◆ YOUR OBJECTIVE
Which lines contain the word "boulder"? List each one, treating case as significant.

◆ RECORDS TO PROCESS
%%
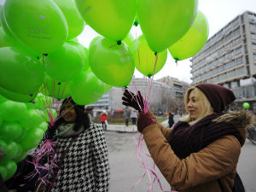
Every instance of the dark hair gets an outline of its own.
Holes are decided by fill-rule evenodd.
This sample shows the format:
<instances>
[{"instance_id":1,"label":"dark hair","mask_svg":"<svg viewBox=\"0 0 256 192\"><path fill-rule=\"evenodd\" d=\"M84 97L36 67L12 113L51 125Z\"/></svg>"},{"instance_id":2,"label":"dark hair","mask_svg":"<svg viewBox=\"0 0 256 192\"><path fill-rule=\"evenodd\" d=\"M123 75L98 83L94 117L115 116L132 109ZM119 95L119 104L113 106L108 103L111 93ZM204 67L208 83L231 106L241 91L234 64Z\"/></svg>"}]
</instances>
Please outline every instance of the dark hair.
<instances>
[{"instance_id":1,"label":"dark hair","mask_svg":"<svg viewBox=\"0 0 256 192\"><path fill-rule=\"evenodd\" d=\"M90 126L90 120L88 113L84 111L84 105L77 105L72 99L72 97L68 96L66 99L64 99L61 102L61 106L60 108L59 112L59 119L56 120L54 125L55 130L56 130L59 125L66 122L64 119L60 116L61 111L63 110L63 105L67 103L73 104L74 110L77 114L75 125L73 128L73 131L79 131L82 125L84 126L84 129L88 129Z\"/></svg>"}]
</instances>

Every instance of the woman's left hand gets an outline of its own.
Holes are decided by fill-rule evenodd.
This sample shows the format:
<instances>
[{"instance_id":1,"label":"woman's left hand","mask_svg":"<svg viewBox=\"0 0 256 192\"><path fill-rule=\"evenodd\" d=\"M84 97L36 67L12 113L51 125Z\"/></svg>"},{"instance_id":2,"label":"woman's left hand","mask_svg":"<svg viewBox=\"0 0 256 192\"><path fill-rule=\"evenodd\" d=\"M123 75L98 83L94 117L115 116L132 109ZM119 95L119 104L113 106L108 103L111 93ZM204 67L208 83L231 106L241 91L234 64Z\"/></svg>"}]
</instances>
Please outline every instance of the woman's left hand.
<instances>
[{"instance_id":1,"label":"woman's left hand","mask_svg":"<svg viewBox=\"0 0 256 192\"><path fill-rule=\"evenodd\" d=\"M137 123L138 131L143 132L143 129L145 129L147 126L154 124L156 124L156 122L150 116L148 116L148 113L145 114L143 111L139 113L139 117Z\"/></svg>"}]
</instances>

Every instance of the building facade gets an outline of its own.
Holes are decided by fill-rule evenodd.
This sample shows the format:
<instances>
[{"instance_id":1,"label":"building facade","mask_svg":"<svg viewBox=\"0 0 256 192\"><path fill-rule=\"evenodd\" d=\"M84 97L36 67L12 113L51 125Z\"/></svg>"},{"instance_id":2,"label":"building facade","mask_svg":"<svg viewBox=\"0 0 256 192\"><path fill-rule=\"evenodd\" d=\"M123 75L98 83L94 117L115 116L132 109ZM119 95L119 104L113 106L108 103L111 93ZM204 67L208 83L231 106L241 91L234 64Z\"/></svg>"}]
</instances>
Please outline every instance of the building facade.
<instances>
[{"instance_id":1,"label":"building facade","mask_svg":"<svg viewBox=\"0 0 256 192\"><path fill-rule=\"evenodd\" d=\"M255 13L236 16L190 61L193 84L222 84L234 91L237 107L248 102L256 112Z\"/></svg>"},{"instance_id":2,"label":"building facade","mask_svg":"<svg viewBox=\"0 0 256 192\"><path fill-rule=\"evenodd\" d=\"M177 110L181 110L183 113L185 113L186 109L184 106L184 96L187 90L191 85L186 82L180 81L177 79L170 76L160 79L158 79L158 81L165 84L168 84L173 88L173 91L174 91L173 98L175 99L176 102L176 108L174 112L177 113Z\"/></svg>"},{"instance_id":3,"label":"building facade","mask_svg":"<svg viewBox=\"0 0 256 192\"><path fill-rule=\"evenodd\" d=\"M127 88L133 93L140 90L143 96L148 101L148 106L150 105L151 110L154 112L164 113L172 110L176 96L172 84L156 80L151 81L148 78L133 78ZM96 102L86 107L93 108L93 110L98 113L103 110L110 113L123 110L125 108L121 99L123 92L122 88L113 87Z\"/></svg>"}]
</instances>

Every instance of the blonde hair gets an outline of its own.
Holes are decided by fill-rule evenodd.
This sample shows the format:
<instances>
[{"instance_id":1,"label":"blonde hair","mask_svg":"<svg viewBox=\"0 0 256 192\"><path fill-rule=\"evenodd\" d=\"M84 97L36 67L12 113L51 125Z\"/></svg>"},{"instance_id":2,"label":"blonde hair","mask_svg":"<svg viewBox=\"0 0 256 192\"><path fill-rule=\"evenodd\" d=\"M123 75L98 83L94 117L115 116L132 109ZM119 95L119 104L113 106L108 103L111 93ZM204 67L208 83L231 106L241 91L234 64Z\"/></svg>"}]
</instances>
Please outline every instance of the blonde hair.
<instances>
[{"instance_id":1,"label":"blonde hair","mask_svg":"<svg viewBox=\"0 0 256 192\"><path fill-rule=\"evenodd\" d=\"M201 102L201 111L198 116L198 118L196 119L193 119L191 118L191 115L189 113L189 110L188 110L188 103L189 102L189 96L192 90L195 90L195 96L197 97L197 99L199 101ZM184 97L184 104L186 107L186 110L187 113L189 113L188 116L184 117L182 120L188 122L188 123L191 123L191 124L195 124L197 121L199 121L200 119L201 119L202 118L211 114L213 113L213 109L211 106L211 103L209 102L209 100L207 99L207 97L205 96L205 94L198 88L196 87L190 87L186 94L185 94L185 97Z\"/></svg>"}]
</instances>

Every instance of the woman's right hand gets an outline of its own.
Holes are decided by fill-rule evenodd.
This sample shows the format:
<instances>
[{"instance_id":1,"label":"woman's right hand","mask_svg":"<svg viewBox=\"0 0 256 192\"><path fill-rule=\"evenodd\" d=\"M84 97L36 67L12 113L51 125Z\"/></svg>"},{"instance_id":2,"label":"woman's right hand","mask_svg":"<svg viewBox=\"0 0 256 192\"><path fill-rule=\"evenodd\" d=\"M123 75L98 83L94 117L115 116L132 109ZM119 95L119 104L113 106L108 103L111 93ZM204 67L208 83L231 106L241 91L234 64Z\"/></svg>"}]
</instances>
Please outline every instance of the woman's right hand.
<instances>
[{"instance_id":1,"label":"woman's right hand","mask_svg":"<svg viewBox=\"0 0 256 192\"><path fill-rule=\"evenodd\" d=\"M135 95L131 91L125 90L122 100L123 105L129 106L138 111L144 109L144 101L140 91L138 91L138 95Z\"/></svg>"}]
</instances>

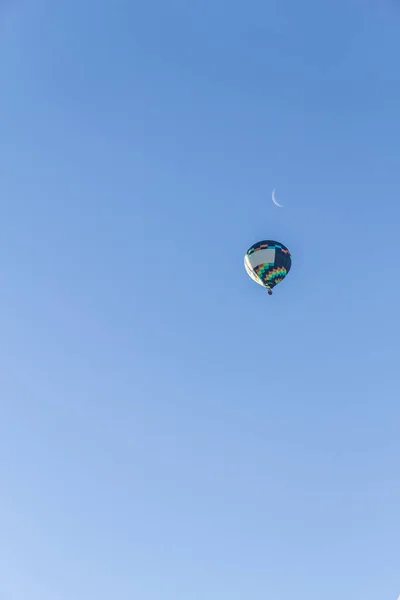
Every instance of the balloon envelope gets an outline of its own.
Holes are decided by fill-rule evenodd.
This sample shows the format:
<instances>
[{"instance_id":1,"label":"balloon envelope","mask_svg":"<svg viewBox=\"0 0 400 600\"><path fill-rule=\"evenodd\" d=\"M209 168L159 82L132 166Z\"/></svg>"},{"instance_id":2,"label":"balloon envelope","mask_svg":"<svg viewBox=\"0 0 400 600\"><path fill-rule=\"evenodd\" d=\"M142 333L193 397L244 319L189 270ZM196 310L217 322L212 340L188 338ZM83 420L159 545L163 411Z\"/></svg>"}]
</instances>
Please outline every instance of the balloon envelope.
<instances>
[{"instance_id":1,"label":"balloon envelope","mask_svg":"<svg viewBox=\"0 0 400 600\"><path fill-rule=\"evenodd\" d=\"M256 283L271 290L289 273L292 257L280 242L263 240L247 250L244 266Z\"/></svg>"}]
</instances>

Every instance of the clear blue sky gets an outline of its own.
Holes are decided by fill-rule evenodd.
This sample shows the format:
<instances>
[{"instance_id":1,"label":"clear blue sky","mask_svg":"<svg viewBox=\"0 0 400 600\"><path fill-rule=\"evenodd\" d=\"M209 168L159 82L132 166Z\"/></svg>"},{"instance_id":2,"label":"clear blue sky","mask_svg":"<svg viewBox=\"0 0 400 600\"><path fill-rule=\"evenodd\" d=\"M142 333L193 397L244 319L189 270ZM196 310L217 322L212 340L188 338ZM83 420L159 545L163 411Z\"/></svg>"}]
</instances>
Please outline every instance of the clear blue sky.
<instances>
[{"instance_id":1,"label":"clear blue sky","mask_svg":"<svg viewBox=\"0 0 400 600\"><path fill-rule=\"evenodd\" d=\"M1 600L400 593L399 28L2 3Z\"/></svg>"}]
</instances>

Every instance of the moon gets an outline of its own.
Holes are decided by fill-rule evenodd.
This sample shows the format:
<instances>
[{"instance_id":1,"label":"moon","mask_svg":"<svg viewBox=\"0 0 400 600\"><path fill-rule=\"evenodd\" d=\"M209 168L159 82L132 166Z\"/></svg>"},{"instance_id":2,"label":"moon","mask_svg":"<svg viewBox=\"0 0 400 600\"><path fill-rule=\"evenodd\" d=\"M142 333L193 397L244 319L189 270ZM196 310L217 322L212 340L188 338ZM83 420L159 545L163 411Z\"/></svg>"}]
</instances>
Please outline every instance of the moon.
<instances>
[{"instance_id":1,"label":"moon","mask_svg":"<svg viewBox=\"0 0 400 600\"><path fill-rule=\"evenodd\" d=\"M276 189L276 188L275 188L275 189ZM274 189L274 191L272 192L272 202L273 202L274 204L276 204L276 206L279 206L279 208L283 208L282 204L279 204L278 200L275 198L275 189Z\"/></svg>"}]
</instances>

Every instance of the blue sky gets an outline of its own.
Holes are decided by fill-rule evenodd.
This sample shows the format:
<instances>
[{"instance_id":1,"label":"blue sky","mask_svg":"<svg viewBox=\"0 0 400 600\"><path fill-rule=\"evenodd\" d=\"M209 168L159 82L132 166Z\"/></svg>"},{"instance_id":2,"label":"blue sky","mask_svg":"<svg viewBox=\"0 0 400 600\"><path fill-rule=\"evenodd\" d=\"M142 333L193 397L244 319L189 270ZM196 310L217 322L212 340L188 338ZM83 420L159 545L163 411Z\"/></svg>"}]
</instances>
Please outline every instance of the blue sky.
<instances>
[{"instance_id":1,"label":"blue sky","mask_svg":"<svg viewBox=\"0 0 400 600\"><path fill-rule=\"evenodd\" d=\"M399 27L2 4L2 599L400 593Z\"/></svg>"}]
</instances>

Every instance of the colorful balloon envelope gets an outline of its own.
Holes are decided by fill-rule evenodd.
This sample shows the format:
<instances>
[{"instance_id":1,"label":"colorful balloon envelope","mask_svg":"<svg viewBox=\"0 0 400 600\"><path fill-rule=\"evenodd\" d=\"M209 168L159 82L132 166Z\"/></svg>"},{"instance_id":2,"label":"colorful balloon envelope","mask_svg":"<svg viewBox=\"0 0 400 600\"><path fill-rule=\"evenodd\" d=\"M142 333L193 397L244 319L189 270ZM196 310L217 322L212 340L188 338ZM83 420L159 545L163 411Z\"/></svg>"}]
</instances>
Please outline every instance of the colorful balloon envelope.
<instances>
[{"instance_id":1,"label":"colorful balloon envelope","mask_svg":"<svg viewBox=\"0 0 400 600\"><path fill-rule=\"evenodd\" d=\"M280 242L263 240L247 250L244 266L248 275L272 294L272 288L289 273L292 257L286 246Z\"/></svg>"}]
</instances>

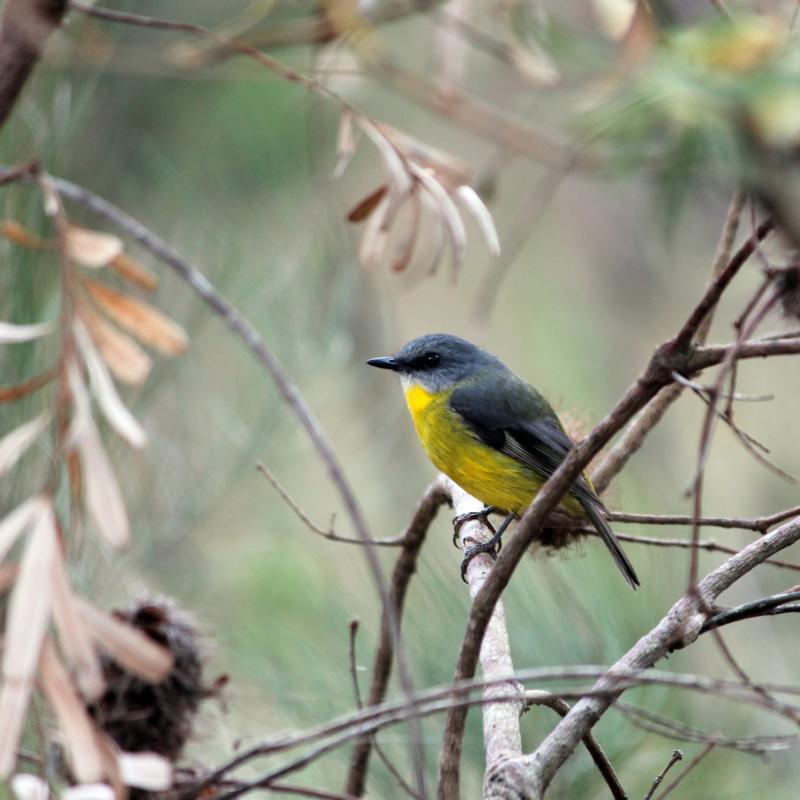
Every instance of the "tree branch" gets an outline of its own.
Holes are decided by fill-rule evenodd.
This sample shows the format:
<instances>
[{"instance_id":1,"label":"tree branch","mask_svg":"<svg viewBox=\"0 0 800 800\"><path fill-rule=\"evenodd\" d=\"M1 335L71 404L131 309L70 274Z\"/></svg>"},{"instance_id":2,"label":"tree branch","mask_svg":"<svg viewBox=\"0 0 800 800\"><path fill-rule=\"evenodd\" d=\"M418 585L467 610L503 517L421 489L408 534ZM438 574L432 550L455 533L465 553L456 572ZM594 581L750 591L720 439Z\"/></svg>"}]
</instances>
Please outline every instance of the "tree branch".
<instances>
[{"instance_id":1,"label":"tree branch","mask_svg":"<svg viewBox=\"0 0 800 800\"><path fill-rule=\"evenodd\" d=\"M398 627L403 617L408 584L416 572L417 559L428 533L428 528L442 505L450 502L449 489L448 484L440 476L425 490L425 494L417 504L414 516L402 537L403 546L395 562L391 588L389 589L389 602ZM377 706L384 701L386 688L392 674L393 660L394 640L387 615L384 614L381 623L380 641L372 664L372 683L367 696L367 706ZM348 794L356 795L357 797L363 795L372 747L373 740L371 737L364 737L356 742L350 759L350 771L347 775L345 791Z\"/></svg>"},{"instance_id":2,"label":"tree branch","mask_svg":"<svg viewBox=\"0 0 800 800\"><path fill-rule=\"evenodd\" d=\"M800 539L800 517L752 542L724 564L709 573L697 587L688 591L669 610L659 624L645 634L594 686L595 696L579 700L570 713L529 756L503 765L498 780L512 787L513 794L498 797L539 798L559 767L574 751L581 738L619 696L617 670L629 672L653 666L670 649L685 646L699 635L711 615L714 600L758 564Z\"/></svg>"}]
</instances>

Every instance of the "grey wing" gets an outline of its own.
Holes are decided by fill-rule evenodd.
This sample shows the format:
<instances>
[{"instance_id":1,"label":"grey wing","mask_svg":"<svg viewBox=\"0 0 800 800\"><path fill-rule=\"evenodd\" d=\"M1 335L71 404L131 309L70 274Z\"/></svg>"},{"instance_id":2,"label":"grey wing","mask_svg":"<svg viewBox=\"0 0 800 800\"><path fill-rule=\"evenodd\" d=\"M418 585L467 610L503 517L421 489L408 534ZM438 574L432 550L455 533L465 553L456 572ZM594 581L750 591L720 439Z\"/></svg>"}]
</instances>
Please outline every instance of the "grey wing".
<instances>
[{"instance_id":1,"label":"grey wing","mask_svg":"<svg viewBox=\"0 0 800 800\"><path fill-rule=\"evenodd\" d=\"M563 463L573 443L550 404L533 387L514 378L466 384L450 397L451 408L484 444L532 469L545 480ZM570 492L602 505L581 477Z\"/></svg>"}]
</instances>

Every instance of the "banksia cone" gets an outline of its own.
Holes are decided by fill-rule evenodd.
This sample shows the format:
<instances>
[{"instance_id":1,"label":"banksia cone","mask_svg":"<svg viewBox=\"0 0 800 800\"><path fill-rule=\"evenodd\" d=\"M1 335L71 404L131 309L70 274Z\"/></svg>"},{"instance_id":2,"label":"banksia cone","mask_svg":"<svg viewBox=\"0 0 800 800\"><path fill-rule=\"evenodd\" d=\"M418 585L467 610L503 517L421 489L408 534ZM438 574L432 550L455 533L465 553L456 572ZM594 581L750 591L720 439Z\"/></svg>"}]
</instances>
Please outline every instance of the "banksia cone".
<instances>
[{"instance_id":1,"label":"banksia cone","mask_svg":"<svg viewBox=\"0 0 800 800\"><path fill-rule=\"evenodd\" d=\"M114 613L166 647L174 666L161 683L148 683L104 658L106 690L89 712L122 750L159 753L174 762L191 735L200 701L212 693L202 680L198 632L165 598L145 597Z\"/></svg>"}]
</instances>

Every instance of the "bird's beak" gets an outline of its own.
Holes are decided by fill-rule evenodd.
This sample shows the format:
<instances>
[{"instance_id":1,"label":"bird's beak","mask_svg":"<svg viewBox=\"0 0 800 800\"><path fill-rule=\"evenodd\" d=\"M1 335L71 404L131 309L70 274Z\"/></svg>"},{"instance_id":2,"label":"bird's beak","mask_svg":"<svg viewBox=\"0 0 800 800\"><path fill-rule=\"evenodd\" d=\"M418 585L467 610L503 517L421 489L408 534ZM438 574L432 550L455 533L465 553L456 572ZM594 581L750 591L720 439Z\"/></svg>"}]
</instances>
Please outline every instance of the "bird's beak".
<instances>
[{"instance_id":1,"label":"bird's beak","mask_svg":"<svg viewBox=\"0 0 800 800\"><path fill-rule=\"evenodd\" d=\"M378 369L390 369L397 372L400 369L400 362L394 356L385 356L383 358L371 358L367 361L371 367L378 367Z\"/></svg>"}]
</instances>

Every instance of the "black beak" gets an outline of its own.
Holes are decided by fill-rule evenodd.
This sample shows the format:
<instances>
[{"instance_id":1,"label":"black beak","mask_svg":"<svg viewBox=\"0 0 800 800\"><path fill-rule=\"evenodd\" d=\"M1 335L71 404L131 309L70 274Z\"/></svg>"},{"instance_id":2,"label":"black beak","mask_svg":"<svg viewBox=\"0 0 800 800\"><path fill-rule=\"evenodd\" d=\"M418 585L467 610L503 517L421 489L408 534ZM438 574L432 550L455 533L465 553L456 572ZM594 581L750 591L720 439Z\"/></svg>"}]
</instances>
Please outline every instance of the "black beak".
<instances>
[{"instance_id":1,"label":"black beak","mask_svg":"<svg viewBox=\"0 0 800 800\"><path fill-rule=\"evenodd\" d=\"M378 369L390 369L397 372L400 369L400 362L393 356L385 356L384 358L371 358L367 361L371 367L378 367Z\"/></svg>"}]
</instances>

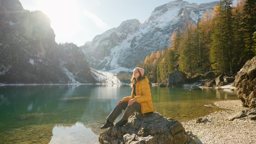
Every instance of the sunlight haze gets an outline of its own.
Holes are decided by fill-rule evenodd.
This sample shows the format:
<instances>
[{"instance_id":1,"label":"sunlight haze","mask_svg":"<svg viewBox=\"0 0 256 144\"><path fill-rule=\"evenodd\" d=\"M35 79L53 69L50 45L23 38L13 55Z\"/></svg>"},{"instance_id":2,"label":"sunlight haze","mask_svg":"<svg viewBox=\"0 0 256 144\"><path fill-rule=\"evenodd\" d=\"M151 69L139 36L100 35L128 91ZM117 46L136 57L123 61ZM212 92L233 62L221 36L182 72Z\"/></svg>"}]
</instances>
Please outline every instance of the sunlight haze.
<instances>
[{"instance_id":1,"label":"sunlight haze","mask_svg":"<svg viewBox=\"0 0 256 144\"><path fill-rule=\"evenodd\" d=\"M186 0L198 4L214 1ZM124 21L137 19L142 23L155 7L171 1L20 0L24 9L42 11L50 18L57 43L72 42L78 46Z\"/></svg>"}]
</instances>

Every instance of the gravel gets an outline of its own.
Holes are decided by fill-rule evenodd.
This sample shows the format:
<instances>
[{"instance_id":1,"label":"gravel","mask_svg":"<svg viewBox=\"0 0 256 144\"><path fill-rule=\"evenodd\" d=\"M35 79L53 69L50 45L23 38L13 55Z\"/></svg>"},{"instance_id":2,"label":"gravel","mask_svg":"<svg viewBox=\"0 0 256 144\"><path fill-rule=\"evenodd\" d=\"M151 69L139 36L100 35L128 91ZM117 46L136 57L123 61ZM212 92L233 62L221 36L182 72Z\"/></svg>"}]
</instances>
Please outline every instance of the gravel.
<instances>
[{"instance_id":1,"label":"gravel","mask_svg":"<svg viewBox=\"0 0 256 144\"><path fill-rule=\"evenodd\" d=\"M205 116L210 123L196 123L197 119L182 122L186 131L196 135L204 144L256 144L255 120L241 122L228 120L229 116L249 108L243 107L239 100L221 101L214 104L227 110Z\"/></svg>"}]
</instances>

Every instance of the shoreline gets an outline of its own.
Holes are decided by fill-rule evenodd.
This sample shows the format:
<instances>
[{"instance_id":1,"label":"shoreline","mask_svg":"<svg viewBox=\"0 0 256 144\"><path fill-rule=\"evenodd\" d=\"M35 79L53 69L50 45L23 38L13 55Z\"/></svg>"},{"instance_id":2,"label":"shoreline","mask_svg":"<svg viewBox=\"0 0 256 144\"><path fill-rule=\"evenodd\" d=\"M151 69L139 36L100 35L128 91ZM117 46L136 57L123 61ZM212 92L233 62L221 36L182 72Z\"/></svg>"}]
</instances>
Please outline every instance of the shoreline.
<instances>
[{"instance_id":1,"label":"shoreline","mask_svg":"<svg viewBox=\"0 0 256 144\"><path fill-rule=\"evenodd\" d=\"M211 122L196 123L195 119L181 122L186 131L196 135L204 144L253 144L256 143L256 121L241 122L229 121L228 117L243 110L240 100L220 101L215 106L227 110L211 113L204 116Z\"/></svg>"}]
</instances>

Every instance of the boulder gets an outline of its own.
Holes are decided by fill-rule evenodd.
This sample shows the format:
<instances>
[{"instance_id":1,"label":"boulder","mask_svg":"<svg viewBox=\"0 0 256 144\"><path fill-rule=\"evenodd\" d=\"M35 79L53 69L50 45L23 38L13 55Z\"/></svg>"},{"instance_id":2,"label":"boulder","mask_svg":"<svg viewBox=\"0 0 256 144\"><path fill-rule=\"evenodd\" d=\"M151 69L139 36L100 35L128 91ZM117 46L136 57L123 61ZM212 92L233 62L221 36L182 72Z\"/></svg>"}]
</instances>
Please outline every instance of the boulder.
%%
◆ RESULT OF THE EXERCISE
Every instance of the boulder gets an outline of its own.
[{"instance_id":1,"label":"boulder","mask_svg":"<svg viewBox=\"0 0 256 144\"><path fill-rule=\"evenodd\" d=\"M35 79L53 69L50 45L23 38L13 55Z\"/></svg>"},{"instance_id":2,"label":"boulder","mask_svg":"<svg viewBox=\"0 0 256 144\"><path fill-rule=\"evenodd\" d=\"M151 69L139 36L100 35L128 91ZM117 46L136 57L123 61ZM212 92L233 62L221 36L182 72Z\"/></svg>"}]
Please outline every instance of the boulder.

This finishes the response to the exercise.